## DIRECTION
Leave out the pictures; transcribe all else exactly.

## RECORDS
********************
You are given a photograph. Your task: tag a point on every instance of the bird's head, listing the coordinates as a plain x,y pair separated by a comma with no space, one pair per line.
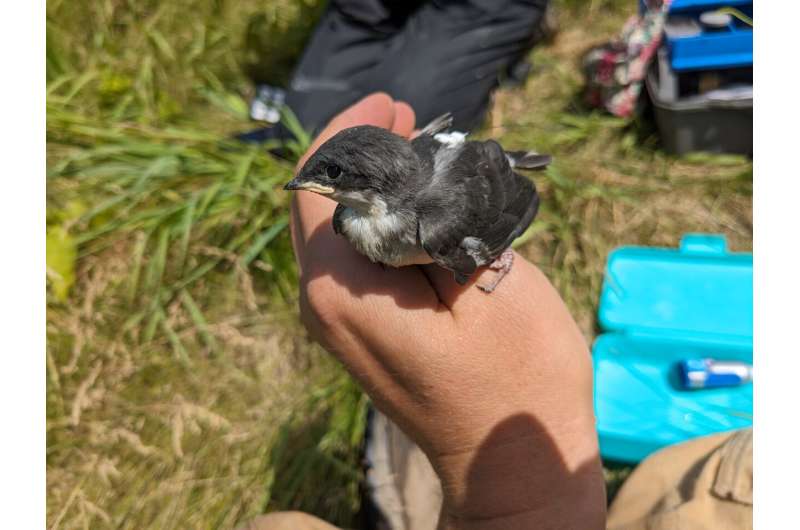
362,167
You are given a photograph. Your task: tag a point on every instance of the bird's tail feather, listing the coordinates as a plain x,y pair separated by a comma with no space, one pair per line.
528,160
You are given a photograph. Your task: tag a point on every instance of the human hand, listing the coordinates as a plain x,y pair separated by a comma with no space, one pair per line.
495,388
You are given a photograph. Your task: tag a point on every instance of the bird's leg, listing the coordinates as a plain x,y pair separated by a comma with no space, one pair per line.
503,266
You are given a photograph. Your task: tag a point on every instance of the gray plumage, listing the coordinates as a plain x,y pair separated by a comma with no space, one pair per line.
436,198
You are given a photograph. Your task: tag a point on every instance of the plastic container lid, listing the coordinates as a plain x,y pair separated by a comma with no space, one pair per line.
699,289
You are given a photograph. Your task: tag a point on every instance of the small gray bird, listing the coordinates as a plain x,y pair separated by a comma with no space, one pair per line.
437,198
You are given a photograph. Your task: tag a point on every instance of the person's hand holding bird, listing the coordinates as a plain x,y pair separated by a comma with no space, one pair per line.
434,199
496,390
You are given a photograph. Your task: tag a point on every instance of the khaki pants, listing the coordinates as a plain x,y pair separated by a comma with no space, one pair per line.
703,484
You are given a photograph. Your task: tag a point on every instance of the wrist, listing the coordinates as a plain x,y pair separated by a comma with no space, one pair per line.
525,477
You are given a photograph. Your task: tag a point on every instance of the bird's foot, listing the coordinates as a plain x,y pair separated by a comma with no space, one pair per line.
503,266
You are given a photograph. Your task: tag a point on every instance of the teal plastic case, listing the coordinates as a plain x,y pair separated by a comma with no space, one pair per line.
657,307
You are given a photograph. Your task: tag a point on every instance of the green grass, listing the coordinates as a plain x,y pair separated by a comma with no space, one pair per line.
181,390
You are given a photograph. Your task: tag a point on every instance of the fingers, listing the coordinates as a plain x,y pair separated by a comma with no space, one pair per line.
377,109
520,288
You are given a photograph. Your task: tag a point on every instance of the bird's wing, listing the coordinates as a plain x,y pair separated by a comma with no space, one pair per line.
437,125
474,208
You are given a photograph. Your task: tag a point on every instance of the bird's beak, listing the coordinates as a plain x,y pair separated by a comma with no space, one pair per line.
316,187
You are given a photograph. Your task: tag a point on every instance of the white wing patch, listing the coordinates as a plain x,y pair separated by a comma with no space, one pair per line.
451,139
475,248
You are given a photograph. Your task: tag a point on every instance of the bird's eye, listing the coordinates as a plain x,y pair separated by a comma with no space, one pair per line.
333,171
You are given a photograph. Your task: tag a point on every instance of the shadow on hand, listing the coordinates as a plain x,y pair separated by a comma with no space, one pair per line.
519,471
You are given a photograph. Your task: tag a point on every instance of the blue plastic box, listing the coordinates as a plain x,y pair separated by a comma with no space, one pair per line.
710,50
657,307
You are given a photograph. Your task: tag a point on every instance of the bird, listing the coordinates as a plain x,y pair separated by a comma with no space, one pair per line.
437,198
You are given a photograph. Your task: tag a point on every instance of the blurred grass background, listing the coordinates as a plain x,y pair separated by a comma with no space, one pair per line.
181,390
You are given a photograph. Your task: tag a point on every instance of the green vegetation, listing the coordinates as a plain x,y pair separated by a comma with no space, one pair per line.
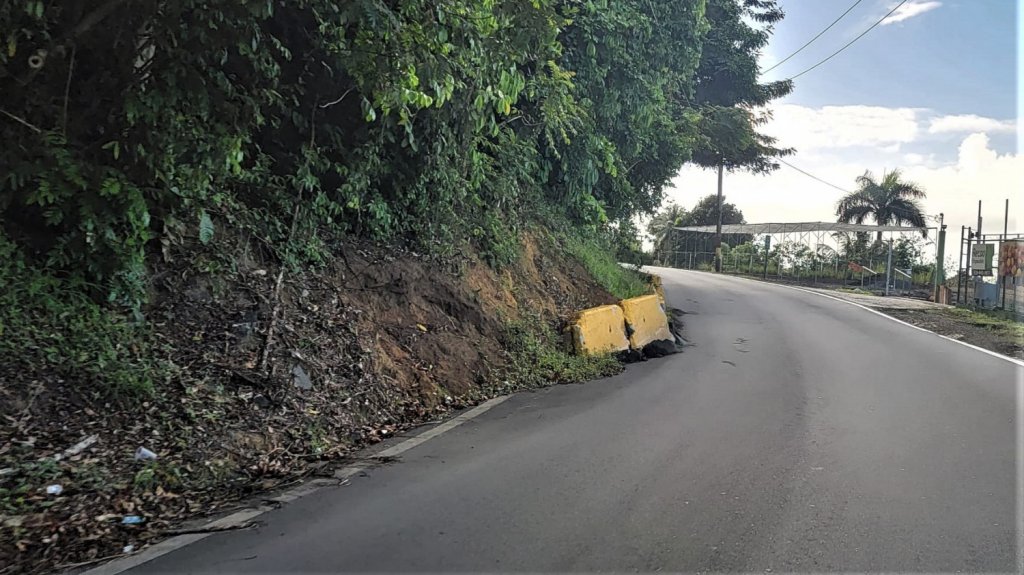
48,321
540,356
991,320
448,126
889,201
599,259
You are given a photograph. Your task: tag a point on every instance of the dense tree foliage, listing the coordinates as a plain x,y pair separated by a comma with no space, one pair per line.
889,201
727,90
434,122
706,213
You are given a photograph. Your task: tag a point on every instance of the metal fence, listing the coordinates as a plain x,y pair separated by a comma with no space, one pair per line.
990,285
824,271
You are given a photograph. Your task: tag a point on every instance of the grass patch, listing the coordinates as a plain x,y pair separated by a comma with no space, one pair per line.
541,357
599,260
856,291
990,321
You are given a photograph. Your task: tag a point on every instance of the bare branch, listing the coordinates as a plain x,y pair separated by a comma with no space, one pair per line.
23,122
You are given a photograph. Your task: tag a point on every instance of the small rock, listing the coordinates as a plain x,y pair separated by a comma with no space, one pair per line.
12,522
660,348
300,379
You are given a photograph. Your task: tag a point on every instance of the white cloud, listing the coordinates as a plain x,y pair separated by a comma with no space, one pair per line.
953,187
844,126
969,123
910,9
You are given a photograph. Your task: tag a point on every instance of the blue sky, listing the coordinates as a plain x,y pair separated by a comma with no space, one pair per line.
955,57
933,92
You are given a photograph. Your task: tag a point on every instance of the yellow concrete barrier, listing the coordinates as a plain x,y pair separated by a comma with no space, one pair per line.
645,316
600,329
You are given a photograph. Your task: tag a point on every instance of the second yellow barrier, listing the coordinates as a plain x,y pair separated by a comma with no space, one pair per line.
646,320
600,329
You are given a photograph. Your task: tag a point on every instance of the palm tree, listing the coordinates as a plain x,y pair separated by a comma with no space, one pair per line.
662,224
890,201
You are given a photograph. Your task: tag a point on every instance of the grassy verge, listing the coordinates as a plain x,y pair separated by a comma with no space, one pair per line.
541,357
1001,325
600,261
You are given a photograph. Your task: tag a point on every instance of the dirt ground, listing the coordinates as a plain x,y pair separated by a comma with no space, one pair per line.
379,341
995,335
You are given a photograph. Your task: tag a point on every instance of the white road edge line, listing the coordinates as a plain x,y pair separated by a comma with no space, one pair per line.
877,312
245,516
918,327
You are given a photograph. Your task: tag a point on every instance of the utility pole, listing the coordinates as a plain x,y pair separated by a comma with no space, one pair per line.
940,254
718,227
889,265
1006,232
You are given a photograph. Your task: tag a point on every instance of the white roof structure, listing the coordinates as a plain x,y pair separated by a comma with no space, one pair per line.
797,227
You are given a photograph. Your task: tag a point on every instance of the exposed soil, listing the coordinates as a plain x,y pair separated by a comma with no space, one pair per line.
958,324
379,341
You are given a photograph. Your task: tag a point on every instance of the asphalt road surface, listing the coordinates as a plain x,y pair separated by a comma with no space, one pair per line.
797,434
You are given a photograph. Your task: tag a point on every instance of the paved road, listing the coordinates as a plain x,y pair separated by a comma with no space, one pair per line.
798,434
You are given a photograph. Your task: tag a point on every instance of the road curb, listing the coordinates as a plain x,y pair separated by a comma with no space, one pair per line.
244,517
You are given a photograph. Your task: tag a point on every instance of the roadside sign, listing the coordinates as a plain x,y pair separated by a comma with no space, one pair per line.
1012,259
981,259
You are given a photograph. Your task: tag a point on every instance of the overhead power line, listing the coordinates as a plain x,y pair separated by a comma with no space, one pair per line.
********************
## RESPONSE FOR THIS EXERCISE
You are given a photograph. Your task: tag a point on every instance of the bird's head, listing the coordinates as a plain x,y pair separated by a comma with no space, one pair per line.
362,167
You are given a photograph. Your task: tag a point on every instance of the bird's tail feather, listing the coordinates as a plain x,y pair separated by a comma with no space, one pair per line.
528,160
You are given a photograph. Your task: tag a point on every instance of the human hand, listing the coordinates as a plain x,y pair separated by a comma with no space, one pair per line.
495,388
You are given a photograph. Your task: tag a point on every instance of the bird's leg, listing the coordinates as a plain x,y pair separated by a comma with no space, one pair per line.
503,266
You are given a photograph. Your task: tag a point on every instance of the gray plumage, listing the coordinates as a plain x,y pair separated by a comma with no space, one pair per line.
436,198
You are given a photograph. Your task: tag a point on every instance of the plastic container lid, listing the coordinates as a plain x,y pair separated by a comma with no space, one pair per line.
699,289
You are given a photograph. Your task: tag a point on every instance of the small gray bird, listing the coordinates as a plain x,y pair separated by a comma with no space, one pair per line.
437,198
You are given a photograph. Your task: tag a point on every instance of the person's hand holding bird, listing the coordinates as a plain x,y pair separated by a comma with no space, one pair per line.
434,199
496,390
You are given a photograph. Your task: tag a point on every instance of the khaki pants, listing the coordinates as a plain x,y pair separated by a comma with no space, one pair per line.
703,484
You are given a photograph. Your task: tag a point on every instance of the wrist, listing the coordinates as a plain x,y pair separated by a comma with no space, one pair per line.
525,477
You are given a photograph. Your task: tag a point on every instance of the bird's foot, listing the coordinates as a plain x,y pair separated by a comma with no space, one pair per line.
503,266
You are given a photograph. Your task: tag a point on every instance of the teal plastic case, listing the coordinates as a plain x,y pair separated by a comma with no space, one pair per line.
657,307
You are given a photograph. Your task: tag a point on every instance of the green grass, listing the coordinates as a plain x,y pair separated by a comma with no space, one pair per line.
181,390
You are given a photograph. Your task: tag a point on every instance of the fingers, listing the coordinates as a plain x,y pair separated by a comma with no space, one pair per line.
377,109
520,288
You are given a photograph. Your task: tag a point on every instance of the bird's wing, listing the coordinates as a plain x,y pair separated by a comma with no space, one pair per line.
437,125
474,208
You are given a photograph. Your task: tag a point on every instance of the bird's beak, listing the coordinates as a plain x,y pair separated by a comma with no space, one pair per line.
316,187
You are given a photograph. Your task: tag a point on every instance of the white wing patch, listing the coordinates as a plain x,y pair separated by a comma with no space, one pair per line.
451,139
475,248
You are given a photograph. Your task: tag a point on every instance of the bird's eye, listing the coordinates as a plain x,y pair separated by a comma with no space, one pair per line.
333,171
You are given a photograph. Your task: tag a point on every instance of the shadow on hand, listing the coordinates as a plain x,y pair separated by a comma with no space, one pair per line.
519,471
You are given a photograph. Your task: tag a point on every instance of the blue plastic box, listing the coordinates as a plain x,y pair separated by a comma with no space, one pair per line.
710,50
657,307
You are given a photograph. Your task: tag a point on every instance of the bird, listing the coordinates as a plain x,y pair separated by a comma with no space, one pair per line.
437,198
You are given a photograph. Your task: tag a point on every instance of the blurred grass background, listing the coordinates as a plain x,y pair separated by a comma with no space, one pair per line.
181,390
You are given a photograph. Your task: tag a point on every instance of the green vegetation, listing the coordinates as a plain x,y pair separated by a comma with no space, one pair per line.
48,321
540,356
991,320
448,126
889,201
599,259
You are given a photograph. Your task: tag a point on every instance of the dense tree foliage, listing the coordinates as a plain x,y pair separated by a comma with no space, one pair per line.
889,201
727,90
434,122
706,213
You are given a photograph. Your task: tag a point on every instance of the metal fence, listing the coordinates as a plain x,y pair separated by a comma with no space, one pair per line.
990,285
824,271
You are given a photograph. Your task: tag a point on every instance of the grass patch, listing the coordinates as a plain x,y pair separated by a comma with no space, one pair per line.
541,357
599,260
856,291
990,321
You are given a photograph. Your task: tag a point on every instance of the bare branch, listing the coordinates as a plain x,y pair separated by a comma with no space, one pair per line.
23,122
You are given a photograph. Your task: tag a point on every instance of the small rock, listing the coordinates as a plain x,y pair separated by a comma with no space, one pair per line.
12,522
660,348
300,379
You are given a photograph. Your task: tag a point on every instance of the white cloud, listing the coordinates as a plain x,y pair separated by a comma with no space, one pair per line.
953,187
844,126
969,123
910,9
You are given a photograph. Your task: tag a point on every instance of the blue sky, listing the coordinates as a plain x,y pair separated by a comma with no space, one pair per line.
955,57
933,92
You are given a photograph. Your task: tag a point on every instance of the yellow concrete barrier, listing the coordinates as a plain x,y pair separated by a comma with no space, one pair per line.
645,316
600,329
You are given a photograph. Your task: tag a point on every instance of the second yellow barrier, listing the coordinates as a plain x,y pair separated by a comma with no space, one pair per line.
646,320
600,329
You are given a photograph. Your task: tag a point on every instance of the palm tree, listing the coordinates as a plain x,y pair separated by a comma with no space, one pair per line.
662,224
890,201
You are given a photograph. Your task: tag a point on every instance of the grassy verge, listing the coordinates as a plain x,y pair separated by a comma with no space, one pair per line.
541,357
1001,325
600,261
You are given a photograph. Your task: tag a point on every instance of the dirt ground, listing the coordinates as a plain x,y pair separated by a comma with no space, one pair per line.
379,341
995,335
You are given a photograph. Your task: tag a point on every instance of the white road edge line, listing the coordinates as a plain x,y pair separated by a comma with no space, one pair per line.
877,312
245,516
918,327
You are given a photograph. Your task: tag a point on every instance of the utility pole, listing the coordinates as a plain x,y pair separated by a comma with no space, one pair per line.
940,254
718,227
889,265
1006,232
You are given a photograph. Your task: tag a point on every instance of the white roof structure, listing the coordinates as a plain x,y pair separated by a comma with no space, one pair per line.
797,227
You are given a photograph. Your task: tag a point on every instance of the exposed soil, listing the coordinates as a plain x,y pair separated by a comma with no space, one pair per line.
958,324
379,341
You are given a photograph. Your task: tag a point on every instance of the asphalt road surface, listing the coordinates as a plain x,y pair separated by a comma with no space, one pair per line.
797,434
You are given a photograph. Your task: tag a point on every instance of the paved road, listing the coordinates as a plain x,y pair separated by a comma with no space, one pair per line.
798,434
You are given a photograph. Your task: tag a point on every instance of the road curb, listing the coordinates as a plain x,y pair separated by a comma with no space, one pair per line.
244,517
You are given a photograph. Your task: tag a point on every instance of the roadside sign, listing the coordinates as a plain x,y pair separated by a comma with no space, one pair per line.
1012,259
981,259
You are given a photograph. Your task: tag a point on every instance of the overhead power line, listing the coordinates as a plain x,y pair separated by a comma with no space, one pair per line.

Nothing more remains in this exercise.